- _DIRECTIONS_
Please filter the lines below, keeping only those that contain the word "every", and copy each kept line unchanged.

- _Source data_
Start
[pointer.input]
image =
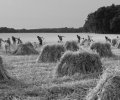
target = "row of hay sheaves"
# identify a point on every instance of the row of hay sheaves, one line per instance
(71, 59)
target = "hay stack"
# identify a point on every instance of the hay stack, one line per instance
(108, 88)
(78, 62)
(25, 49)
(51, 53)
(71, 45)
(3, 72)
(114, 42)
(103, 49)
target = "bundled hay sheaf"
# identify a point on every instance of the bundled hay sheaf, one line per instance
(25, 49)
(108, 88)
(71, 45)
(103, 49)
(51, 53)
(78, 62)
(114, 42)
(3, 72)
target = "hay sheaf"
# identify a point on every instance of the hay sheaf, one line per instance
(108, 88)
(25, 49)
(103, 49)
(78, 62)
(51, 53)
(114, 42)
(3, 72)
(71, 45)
End
Start
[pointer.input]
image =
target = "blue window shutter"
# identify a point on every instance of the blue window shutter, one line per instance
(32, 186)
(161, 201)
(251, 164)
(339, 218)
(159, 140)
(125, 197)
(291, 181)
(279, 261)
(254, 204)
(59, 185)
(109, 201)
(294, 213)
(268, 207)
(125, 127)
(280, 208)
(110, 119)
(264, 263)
End
- _RESPONSE TO THIS TASK_
# identify a point on every instance of the row of hay sheaves, one line per instance
# identify a point on every instance of the hay stack, one line per instance
# identify a point on every instance of the bundled hay sheaf, one line per instance
# identify a point on every instance of the hay sheaf, one line per instance
# identify a point on every instance of the blue window shutter, one line per instance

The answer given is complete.